Hat Hegel je eine Steuererklärung gemacht?
Mehrere Nächte saß ich bis in die Morgenstunden mit meinen Unterlagen da und versuchte nachzuvollziehen, wie der Steuerberater bisher meine Ein- und Ausgaben „kontiert“ hatte, um es ihm in Zukunft gleichzutun. Gegen 5 Uhr morgens, mit einer halben Flasche Rotwein intus, fing es sogar an Spaß zu machen. Die Software zeigt einem immer an, wieviel Steuern man zu zahlen hätte, und man kann die böse Zahl nach unten treiben, indem man noch etwas abzusetzen findet. Die Renovierungskosten des Arbeitszimmers, das Lastenfahrrad zur Anreise zu Lesungen (das allerdings über Jahre „abgeschrieben“ wird), die Kosten für die Steuer-Software selbst. Sogar ein Au-Pair-Mädchen kann man absetzen, leider hatten wir nie eines, aber bin ich nicht selbst eine Art Au-Pair für meine Kinder? Ich könnte ja in den Keller ziehen und ein halbes Jahr nur Französisch mit ihnen sprechen. Da ich meine Umsatzsteuer-Voranmeldung vierteljährlich machen muss, habe ich jetzt schon Angst, in diesem Quartal etwas zu verdienen. Ich gebe nämlich viel zu wenig aus, dadurch zahle ich so viel Steuern und habe am Ende Schulden, wenn ich das richtig verstanden habe. Ein großes Fragezeichen bleibt, weil ich 2023 meinen ersten Literaturpreis bekommen habe, worüber ich sehr glücklich war, nur leider muss ich das Geld unter Umständen versteuern. Es handelte sich um den „Stahl-Literaturpreis der Stahl-Stiftung Eisenhüttenstadt“ (in den Fünfzigern hätte er sicher noch klingender „Stalin-Preis der Stahl-Stiftung Stalinstadt“ geheißen). Preise gelten als Einnahme und müssen versteuert werden, wenn die Zuwendung den Charakter eines „leistungsbezogenen Entgelts“ hat, nicht aber, wenn sie „eher die Persönlichkeit des Empfängers würdigen soll“. (Gewinne bei Wer wird Millionär sind dagegen immer steuerfrei, weil sie als Lottogewinn gelten). Ich finde, dass in Eisenhüttenstadt meine Persönlichkeit gewürdigt worden ist, jedenfalls wäre das mal angebracht gewesen.

**Vorliegende Einträge:**
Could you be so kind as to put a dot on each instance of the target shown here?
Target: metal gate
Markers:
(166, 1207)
--
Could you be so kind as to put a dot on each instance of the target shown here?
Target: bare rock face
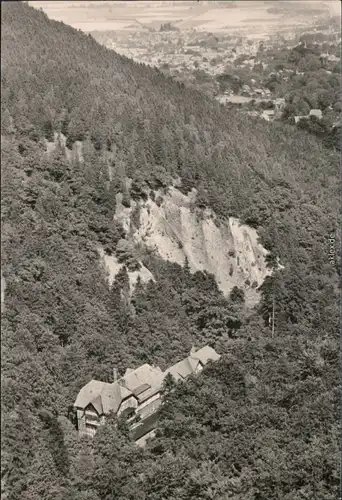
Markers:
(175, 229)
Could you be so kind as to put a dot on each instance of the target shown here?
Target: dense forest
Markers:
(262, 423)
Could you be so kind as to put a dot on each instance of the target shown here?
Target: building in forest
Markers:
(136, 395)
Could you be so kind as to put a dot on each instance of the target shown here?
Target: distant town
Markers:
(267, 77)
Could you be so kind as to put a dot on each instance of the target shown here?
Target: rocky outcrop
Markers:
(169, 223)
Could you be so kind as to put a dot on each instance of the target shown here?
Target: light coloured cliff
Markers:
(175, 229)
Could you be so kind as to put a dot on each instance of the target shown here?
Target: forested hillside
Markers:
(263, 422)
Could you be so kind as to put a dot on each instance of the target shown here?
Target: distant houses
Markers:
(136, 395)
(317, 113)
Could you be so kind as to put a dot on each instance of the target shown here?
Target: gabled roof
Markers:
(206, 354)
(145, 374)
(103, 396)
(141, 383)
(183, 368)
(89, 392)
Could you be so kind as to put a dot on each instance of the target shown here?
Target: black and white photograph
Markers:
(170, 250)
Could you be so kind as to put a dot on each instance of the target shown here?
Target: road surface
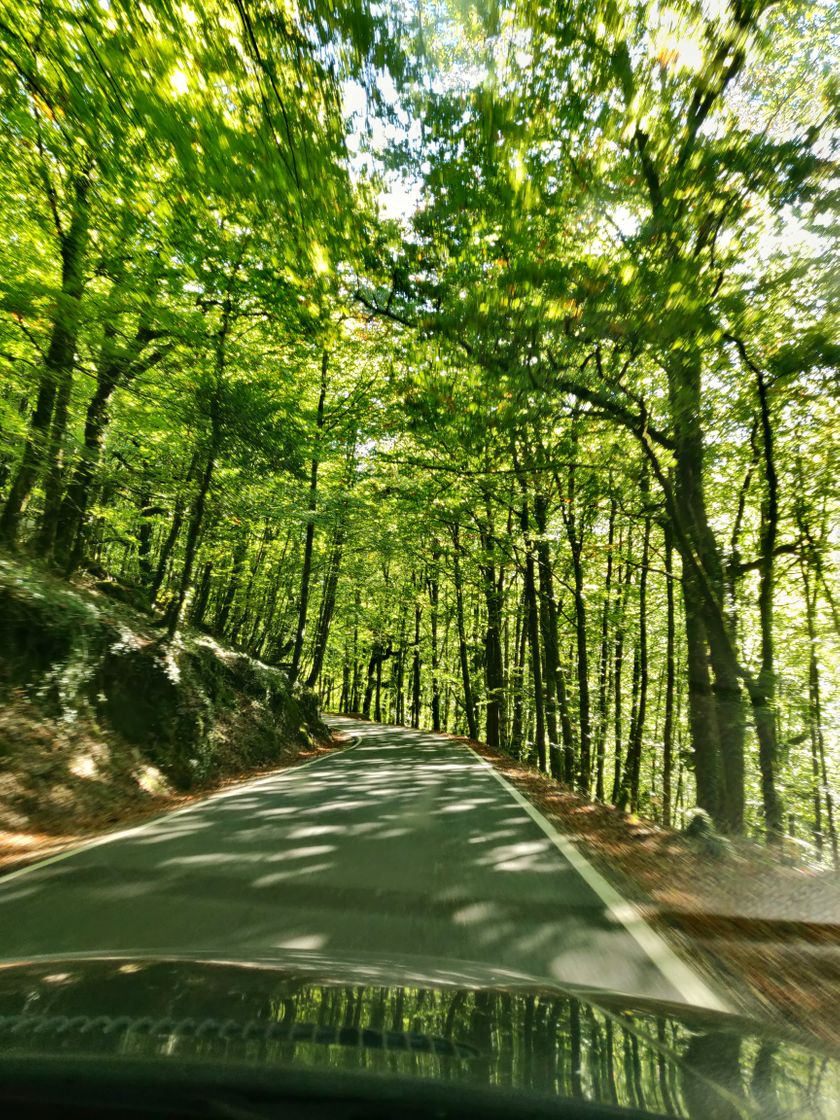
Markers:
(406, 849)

**Aufgabe A:**
Wie heißt der Literaturpreis, den die erzählende Person laut dem Textauszug über die Steuererklärung 2023 bekommen hat?
**Aufgabe B:**
Schreib den Textauszug über die Steuererklärung nach seinem letzten Satz weiter.

**Antwort A:**
Es ist der „Stahl-Literaturpreis der Stahl-Stiftung Eisenhüttenstadt“.

**Antwort B:**
Nachdem ich es endlich geschafft habe, mittels einer Software, die ELSTER heißt (welcher Spaßvogel hat sich diese Bezeichnung ausgedacht?), alle Unterlagen beim Finanzamt einzureichen und nun ängstlich auf mein Todesurteil warte, denke ich mit einem gewissen Neid an Autoren aus früheren Epochen. Hat Hegel je eine Steuererklärung gemacht? (Oder musste er nur dem König aus seinen Werken vorlesen?) Und Platon? Steht darüber etwas im Staat? (Mussten damals nicht alle wohlhabenden Athener ein Schiff für die Flotte bereitstellen?) Oder hat man früher einfach wie in Mantel- und Degenfilmen ein Beutelchen mit Münzen geworfen, die nicht mal nachgezählt wurden, und die Sache war erledigt? •
Jochen Schmidt wurde 1970 in Berlin geboren. Im Herbst 2025 wird bei C. H. Beck sein neuer Roman „Hoplopoiia“ erscheinen. 2004 erhielt er den Förderpreis zum Kasseler Literaturpreis für Grotesken Humor und 2023 den Stahl-Literaturpreis der Stahlstiftung Eisenhüttenstadt.